Repeat the records below word for word, but start at the line that contains "bathroom as a single dot per instance.", stop after the last line, and include nothing else.

══════════

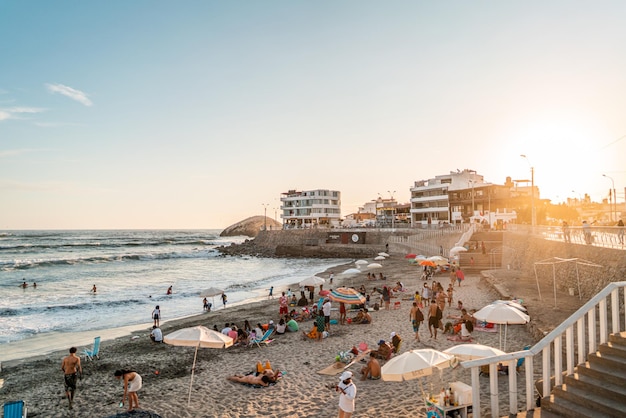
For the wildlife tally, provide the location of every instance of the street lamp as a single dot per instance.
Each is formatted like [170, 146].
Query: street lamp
[532, 191]
[393, 209]
[612, 200]
[265, 205]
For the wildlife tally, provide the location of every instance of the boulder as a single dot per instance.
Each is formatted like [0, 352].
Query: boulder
[250, 227]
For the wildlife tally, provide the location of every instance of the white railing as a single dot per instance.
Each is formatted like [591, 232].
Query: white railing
[574, 330]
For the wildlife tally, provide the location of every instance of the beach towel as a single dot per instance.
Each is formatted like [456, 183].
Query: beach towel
[333, 369]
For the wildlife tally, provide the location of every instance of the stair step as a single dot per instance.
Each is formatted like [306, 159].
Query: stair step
[597, 386]
[603, 373]
[564, 408]
[590, 400]
[607, 360]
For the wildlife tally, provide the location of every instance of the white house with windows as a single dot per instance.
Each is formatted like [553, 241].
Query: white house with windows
[310, 208]
[430, 203]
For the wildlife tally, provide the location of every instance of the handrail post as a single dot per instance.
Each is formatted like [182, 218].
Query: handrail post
[530, 382]
[580, 328]
[603, 321]
[558, 361]
[569, 349]
[546, 371]
[614, 311]
[476, 393]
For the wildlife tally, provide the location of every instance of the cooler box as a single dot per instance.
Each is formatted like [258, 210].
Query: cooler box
[462, 392]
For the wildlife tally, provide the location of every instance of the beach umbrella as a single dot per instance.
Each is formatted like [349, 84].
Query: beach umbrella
[211, 292]
[413, 364]
[199, 337]
[466, 352]
[503, 314]
[457, 249]
[312, 281]
[346, 295]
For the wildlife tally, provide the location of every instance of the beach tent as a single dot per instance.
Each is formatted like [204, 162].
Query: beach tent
[562, 262]
[197, 337]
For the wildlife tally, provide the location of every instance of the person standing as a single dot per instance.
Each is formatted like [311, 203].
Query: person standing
[347, 396]
[156, 315]
[417, 317]
[132, 383]
[72, 369]
[326, 307]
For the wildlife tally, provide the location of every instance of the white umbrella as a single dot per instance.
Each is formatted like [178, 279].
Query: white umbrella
[501, 313]
[312, 281]
[466, 352]
[413, 364]
[197, 337]
[457, 249]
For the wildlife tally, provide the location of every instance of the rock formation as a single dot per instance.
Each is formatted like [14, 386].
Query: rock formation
[250, 227]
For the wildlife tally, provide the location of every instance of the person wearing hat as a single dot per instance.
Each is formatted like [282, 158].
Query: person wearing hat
[348, 393]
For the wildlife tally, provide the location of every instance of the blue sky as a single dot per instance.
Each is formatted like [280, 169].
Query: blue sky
[155, 114]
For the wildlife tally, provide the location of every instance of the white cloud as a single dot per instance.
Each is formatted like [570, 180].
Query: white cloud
[13, 112]
[73, 94]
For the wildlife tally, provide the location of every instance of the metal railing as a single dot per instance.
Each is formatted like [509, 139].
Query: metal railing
[600, 236]
[581, 331]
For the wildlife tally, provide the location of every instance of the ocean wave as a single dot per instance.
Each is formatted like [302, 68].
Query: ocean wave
[31, 264]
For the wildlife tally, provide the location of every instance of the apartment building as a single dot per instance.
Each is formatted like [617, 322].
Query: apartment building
[310, 208]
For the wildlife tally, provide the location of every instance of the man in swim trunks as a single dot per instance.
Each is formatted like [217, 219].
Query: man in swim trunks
[71, 367]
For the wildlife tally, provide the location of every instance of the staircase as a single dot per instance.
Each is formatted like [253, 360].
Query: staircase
[596, 389]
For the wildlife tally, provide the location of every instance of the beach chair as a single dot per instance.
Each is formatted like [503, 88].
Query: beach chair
[15, 409]
[264, 339]
[95, 351]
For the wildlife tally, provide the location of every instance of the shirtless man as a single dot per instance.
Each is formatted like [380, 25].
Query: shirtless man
[433, 319]
[371, 370]
[251, 379]
[71, 367]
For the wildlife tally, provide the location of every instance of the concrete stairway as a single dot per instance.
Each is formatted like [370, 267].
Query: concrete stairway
[596, 389]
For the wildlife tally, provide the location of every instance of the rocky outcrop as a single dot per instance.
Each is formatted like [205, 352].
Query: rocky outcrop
[250, 227]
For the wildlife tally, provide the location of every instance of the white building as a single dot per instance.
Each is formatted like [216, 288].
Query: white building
[311, 208]
[430, 201]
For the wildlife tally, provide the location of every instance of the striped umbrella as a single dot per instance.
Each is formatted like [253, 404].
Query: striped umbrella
[346, 295]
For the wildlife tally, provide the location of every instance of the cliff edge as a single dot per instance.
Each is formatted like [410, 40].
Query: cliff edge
[250, 227]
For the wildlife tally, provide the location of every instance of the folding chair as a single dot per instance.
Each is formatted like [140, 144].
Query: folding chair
[95, 351]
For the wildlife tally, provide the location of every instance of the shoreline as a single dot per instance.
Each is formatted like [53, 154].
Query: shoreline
[304, 390]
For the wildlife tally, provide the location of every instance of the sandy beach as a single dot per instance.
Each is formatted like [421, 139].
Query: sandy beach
[301, 392]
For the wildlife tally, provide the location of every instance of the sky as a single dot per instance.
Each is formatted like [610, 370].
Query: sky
[198, 114]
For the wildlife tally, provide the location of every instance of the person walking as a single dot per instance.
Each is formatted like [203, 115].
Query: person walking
[156, 315]
[348, 393]
[72, 369]
[132, 383]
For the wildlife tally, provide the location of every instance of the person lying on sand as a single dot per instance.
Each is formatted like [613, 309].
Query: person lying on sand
[261, 380]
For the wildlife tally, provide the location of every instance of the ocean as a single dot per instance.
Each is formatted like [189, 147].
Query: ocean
[132, 270]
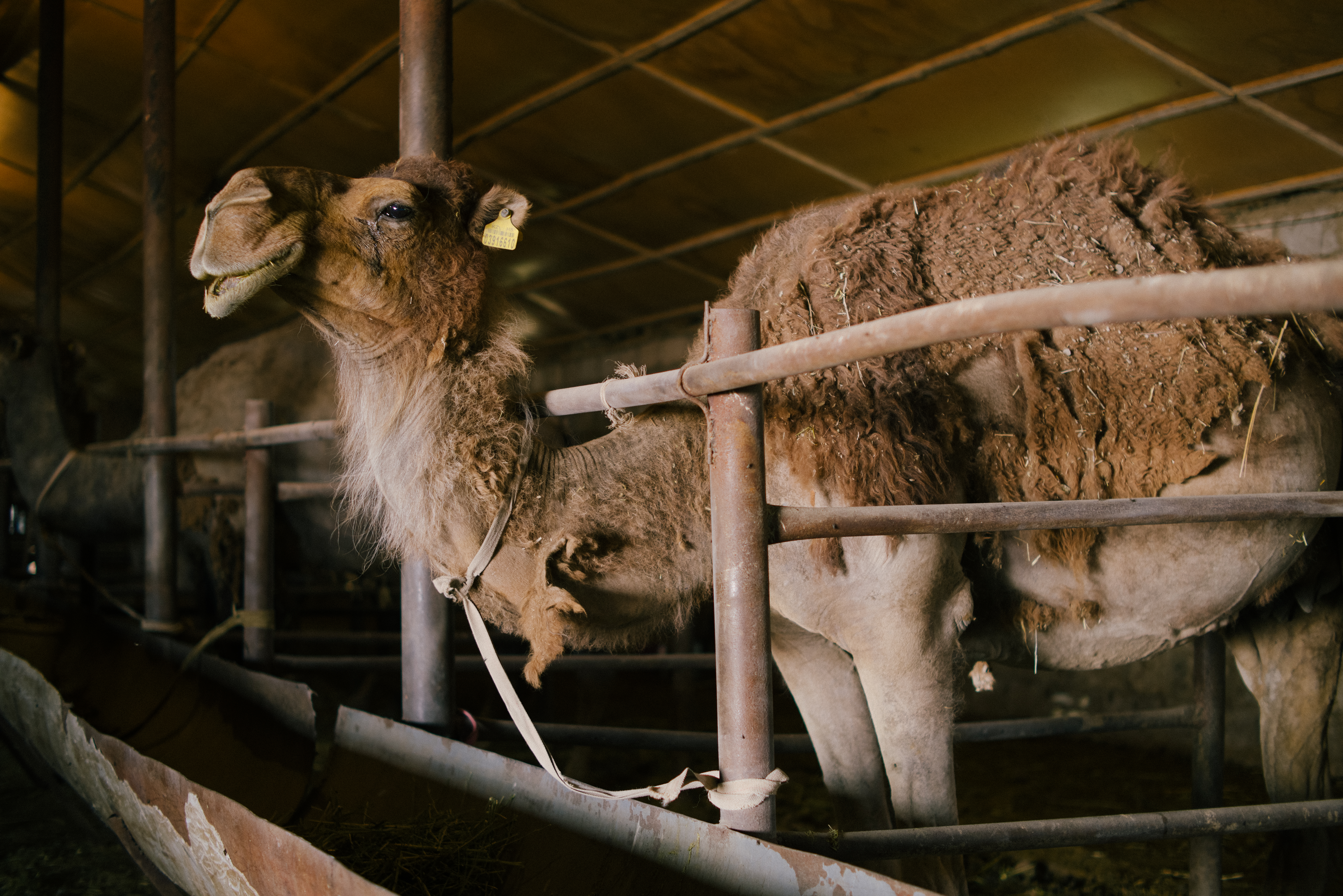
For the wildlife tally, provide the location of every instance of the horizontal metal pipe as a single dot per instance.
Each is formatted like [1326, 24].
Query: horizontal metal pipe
[284, 491]
[1049, 727]
[579, 663]
[1071, 832]
[373, 639]
[241, 440]
[1317, 286]
[801, 744]
[591, 736]
[796, 524]
[708, 854]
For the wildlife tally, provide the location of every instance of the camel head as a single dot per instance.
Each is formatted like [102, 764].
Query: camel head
[365, 258]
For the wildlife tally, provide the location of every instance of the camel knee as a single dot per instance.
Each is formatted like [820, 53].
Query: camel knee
[1290, 662]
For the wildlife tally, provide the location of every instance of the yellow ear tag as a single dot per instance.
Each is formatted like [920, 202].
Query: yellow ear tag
[500, 234]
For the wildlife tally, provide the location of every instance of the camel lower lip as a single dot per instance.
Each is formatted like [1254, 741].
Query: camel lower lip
[229, 292]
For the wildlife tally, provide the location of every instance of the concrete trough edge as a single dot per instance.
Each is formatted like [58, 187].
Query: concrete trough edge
[708, 854]
[1006, 836]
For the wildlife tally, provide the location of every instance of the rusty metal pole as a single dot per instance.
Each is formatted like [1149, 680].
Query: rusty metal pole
[52, 41]
[1205, 854]
[426, 78]
[52, 62]
[426, 129]
[741, 573]
[159, 125]
[258, 542]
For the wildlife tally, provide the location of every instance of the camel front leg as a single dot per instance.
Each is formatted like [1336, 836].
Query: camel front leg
[907, 667]
[827, 689]
[1291, 666]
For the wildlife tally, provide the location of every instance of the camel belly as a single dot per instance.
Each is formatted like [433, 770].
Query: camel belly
[1150, 588]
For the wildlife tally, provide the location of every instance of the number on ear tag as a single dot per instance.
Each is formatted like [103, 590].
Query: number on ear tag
[500, 234]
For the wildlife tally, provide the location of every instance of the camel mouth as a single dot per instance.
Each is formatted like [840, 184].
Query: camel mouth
[230, 292]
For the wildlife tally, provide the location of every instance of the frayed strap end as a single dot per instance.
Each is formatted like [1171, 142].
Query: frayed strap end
[743, 793]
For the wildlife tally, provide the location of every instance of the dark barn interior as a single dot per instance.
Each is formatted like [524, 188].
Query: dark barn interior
[657, 143]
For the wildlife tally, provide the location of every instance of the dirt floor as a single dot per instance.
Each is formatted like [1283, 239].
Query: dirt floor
[49, 850]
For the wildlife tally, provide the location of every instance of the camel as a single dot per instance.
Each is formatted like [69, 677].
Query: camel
[103, 496]
[610, 540]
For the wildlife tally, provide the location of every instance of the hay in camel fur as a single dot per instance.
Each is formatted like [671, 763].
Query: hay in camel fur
[610, 540]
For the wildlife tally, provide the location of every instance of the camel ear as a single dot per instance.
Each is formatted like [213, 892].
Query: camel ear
[497, 199]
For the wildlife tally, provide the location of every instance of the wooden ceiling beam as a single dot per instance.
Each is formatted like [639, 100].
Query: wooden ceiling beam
[131, 123]
[313, 105]
[695, 93]
[856, 97]
[617, 64]
[1165, 112]
[1243, 97]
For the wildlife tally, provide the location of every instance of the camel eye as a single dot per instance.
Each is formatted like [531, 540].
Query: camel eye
[397, 212]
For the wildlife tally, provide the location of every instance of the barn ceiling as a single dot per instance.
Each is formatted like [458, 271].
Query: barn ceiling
[656, 137]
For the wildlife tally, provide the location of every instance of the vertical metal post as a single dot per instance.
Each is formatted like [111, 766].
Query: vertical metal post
[52, 42]
[160, 76]
[1205, 854]
[428, 682]
[741, 573]
[426, 78]
[426, 129]
[258, 541]
[52, 62]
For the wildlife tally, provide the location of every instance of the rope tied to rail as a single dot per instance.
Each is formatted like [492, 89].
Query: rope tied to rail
[248, 619]
[733, 796]
[52, 481]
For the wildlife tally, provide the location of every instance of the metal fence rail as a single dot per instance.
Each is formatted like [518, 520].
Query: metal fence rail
[1240, 292]
[1071, 832]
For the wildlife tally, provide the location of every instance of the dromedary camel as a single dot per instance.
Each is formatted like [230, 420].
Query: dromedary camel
[103, 496]
[612, 539]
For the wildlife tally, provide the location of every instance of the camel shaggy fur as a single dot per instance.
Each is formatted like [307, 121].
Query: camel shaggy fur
[612, 539]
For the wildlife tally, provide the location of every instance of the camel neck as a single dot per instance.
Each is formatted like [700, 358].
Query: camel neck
[430, 449]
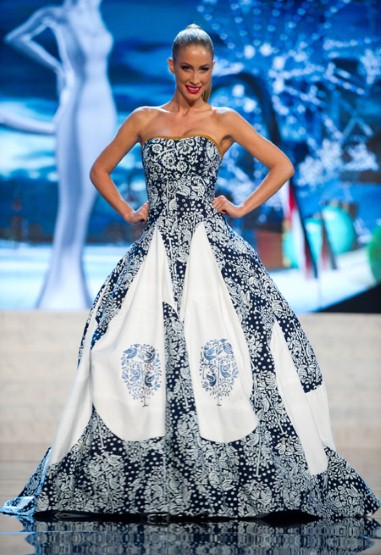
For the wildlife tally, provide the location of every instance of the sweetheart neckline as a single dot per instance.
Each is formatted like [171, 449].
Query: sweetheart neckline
[179, 138]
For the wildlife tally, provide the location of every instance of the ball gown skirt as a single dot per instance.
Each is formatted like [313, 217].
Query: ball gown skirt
[197, 392]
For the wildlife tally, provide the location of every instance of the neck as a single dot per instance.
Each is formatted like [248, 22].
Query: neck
[183, 106]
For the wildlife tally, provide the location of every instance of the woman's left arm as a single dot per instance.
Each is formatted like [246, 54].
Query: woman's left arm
[280, 166]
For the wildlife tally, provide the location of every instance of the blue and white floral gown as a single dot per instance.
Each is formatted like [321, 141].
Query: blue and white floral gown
[197, 391]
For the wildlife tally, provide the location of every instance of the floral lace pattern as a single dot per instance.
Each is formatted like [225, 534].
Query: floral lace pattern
[183, 473]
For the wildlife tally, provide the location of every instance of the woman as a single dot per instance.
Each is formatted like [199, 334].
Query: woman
[84, 122]
[197, 392]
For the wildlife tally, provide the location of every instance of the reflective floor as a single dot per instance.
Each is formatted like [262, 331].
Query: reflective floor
[273, 536]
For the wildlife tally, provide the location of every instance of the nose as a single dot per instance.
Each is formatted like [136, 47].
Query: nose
[195, 78]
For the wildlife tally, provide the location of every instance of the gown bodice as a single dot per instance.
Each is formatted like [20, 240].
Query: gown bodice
[197, 392]
[181, 175]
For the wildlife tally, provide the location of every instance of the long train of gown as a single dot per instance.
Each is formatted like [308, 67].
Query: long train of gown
[197, 392]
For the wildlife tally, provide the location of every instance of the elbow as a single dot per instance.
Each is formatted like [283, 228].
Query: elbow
[94, 174]
[291, 171]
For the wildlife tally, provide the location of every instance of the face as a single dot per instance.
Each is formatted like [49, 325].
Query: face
[193, 70]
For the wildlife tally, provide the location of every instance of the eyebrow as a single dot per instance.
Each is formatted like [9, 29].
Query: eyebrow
[187, 64]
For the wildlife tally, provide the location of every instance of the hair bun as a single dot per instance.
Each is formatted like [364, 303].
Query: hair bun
[194, 26]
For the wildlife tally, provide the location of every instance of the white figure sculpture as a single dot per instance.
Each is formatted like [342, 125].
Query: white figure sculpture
[83, 124]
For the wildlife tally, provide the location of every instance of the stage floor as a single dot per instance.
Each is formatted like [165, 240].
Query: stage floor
[38, 358]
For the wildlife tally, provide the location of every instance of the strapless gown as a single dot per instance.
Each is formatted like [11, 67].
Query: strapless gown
[197, 392]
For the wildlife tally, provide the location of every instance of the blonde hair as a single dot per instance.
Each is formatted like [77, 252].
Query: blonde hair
[193, 34]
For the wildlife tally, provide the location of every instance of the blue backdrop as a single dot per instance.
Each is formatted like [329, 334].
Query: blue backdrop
[305, 74]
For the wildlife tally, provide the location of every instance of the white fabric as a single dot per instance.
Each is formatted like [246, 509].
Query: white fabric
[78, 406]
[318, 402]
[208, 313]
[139, 321]
[296, 403]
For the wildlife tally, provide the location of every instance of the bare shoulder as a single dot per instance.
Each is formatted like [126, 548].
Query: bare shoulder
[142, 117]
[227, 115]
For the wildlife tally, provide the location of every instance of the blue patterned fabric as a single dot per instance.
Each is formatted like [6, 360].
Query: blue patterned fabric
[182, 473]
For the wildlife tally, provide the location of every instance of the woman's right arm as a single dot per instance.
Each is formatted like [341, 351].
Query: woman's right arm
[100, 173]
[22, 38]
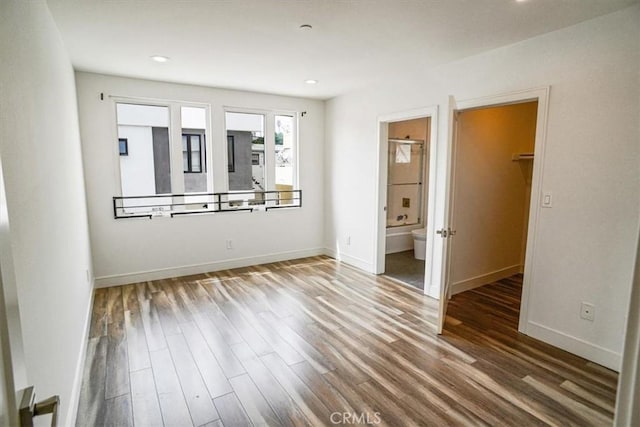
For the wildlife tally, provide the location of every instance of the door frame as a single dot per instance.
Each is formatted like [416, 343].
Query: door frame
[381, 194]
[542, 96]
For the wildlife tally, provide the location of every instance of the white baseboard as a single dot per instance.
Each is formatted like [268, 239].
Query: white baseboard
[582, 348]
[77, 380]
[476, 282]
[186, 270]
[351, 260]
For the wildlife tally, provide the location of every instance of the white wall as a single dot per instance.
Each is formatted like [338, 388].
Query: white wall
[40, 150]
[585, 243]
[133, 249]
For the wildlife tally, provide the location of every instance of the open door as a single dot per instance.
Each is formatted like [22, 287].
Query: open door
[445, 233]
[12, 369]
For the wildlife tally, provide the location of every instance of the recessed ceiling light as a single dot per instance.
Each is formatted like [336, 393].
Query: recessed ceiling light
[160, 58]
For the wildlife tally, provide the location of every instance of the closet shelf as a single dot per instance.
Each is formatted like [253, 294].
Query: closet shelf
[521, 156]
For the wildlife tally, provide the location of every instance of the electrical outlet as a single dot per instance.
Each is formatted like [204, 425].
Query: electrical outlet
[587, 311]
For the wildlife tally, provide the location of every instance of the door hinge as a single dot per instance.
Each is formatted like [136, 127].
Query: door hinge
[29, 409]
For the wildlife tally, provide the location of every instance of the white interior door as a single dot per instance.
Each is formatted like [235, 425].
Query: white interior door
[13, 377]
[445, 233]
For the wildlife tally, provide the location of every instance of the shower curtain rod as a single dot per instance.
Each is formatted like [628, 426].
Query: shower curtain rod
[407, 141]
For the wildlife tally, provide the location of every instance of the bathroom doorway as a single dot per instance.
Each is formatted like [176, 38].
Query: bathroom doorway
[406, 192]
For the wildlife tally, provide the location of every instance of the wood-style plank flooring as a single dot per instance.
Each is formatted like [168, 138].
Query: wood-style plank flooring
[315, 342]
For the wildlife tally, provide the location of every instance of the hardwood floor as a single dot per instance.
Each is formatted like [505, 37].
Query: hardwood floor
[314, 342]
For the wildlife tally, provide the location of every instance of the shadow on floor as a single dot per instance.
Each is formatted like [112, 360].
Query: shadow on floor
[404, 267]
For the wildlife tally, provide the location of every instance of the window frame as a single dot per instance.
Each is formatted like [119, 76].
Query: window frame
[174, 108]
[202, 150]
[269, 142]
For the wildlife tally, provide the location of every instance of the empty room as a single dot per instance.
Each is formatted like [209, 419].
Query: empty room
[229, 213]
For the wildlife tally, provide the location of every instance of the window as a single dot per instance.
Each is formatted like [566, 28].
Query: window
[231, 159]
[145, 169]
[192, 153]
[194, 150]
[284, 156]
[123, 146]
[247, 133]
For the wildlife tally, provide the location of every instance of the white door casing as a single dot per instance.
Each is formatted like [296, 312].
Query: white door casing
[13, 372]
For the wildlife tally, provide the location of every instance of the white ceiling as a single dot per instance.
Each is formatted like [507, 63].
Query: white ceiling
[257, 45]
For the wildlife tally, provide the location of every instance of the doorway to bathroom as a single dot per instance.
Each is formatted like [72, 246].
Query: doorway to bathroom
[405, 242]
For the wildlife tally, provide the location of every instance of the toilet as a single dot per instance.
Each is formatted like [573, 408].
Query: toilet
[419, 243]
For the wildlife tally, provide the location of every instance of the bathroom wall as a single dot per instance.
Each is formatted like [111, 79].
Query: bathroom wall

══════════

§ TASK SOLUTION:
For the wildlife tally, provide the location of every instance of the doorway to bathroom as a single dot per instance.
Each is formatted like [72, 246].
Query: doorway to bathroom
[405, 242]
For the wildlife tally, provide the location of every instance of the toilet as a single dot per instance.
Each is formatted like [573, 408].
Query: toilet
[419, 243]
For the wildlife tally, provide the location of every instance of the bathroom wall as a single dot per instance.
Each is formatted like [111, 79].
Query: bathroom wall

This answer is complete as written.